Please pick out and copy every line in the listing below that contains the word "window".

* **Dataset content**:

══════════

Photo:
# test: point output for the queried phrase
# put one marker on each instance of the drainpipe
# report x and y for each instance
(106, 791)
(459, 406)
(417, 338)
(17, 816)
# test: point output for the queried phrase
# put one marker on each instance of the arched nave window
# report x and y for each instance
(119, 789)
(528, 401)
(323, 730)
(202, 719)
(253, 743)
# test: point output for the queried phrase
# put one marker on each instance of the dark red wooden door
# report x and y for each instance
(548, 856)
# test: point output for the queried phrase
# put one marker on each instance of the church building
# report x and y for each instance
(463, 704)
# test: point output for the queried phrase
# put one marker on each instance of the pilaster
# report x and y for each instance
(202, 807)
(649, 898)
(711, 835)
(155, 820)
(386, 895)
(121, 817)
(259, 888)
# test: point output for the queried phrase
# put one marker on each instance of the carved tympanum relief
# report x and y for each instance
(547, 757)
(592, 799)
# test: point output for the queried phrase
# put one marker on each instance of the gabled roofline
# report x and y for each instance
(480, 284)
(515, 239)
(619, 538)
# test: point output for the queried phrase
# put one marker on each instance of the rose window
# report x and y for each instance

══════════

* **Task result**:
# put one marker on each instance of the arched nave window
# put one marker on each instance of the rose window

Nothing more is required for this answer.